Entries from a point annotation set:
>> Begin

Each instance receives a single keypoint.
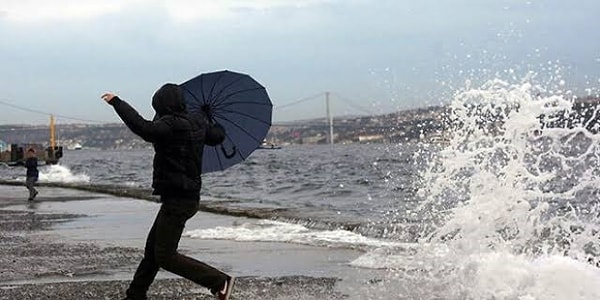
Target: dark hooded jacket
(178, 140)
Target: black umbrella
(238, 103)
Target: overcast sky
(373, 56)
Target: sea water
(507, 209)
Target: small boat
(14, 153)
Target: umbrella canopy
(238, 103)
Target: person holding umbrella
(178, 139)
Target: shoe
(224, 293)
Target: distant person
(178, 141)
(32, 173)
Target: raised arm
(150, 131)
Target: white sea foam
(275, 231)
(59, 173)
(510, 203)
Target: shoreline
(234, 208)
(39, 261)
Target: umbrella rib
(244, 130)
(212, 89)
(192, 94)
(224, 98)
(218, 95)
(221, 116)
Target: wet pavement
(68, 241)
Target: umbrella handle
(230, 155)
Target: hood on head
(168, 100)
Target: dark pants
(161, 251)
(30, 183)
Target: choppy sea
(507, 208)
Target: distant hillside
(417, 124)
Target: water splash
(510, 203)
(59, 173)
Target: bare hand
(108, 96)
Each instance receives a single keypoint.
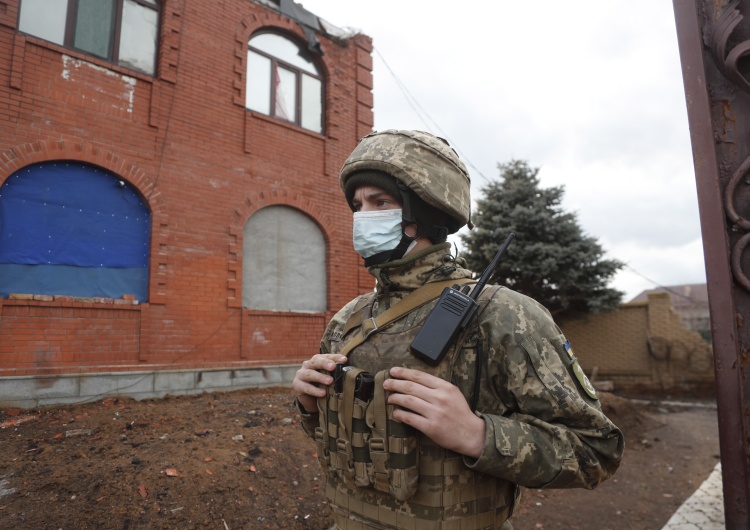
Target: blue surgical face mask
(376, 231)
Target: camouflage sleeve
(311, 420)
(545, 426)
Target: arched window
(284, 82)
(123, 32)
(283, 262)
(71, 229)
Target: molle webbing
(360, 443)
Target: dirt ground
(240, 460)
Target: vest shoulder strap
(417, 298)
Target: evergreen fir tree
(551, 260)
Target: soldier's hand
(436, 408)
(312, 378)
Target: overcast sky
(589, 91)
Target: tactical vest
(384, 474)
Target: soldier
(409, 445)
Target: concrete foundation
(41, 391)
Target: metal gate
(714, 41)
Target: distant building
(690, 302)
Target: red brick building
(170, 219)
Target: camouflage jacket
(544, 424)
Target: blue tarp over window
(72, 229)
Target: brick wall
(204, 164)
(643, 345)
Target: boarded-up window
(71, 229)
(284, 262)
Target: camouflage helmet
(426, 164)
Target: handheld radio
(451, 314)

>> End

What you have to do: Leave the images out and output the remaining material exactly as it stands.

Solution for this problem:
Each instance receives a single keypoint.
Target: dark hooded jacket
(178, 140)
Target: black umbrella
(238, 103)
Target: overcast sky
(373, 56)
Target: sea water
(507, 209)
Target: small boat
(14, 153)
Target: umbrella canopy
(238, 103)
Target: person holding umbrella
(178, 139)
Target: shoe
(224, 293)
Target: distant person
(178, 141)
(32, 173)
Target: raised arm
(150, 131)
Target: white sea foam
(275, 231)
(59, 173)
(510, 203)
Target: shoreline
(234, 208)
(39, 261)
Target: umbrella rib
(244, 130)
(212, 89)
(192, 94)
(224, 98)
(218, 95)
(221, 116)
Target: wet pavement
(68, 241)
Target: umbrella handle
(230, 155)
Target: hood on head
(168, 100)
Target: dark pants
(161, 251)
(30, 183)
Target: choppy sea
(507, 208)
Target: distant hillside
(417, 124)
Target: water splash
(510, 203)
(59, 173)
Target: bare hand
(108, 96)
Each instance receives a single keypoint.
Target: blue surgical face mask
(376, 231)
Target: camouflage sleeve
(311, 420)
(545, 426)
Target: arched window
(284, 82)
(123, 32)
(283, 262)
(71, 229)
Target: molle webbing
(360, 443)
Target: dirt ground
(240, 460)
Target: vest shoulder strap
(417, 298)
Target: evergreen fir tree
(551, 260)
Target: soldier's hand
(436, 408)
(312, 378)
Target: overcast sky
(589, 91)
Target: tactical vest
(384, 474)
Target: soldier
(409, 445)
Target: concrete foundation
(41, 391)
Target: metal gate
(714, 41)
Target: distant building
(690, 302)
Target: red brick building
(170, 219)
Target: camouflage jacket
(544, 424)
Target: blue tarp over window
(72, 229)
Target: brick wall
(204, 164)
(643, 345)
Target: boarded-up window
(71, 229)
(284, 262)
Target: camouflage helmet
(426, 164)
Target: handheld radio
(451, 314)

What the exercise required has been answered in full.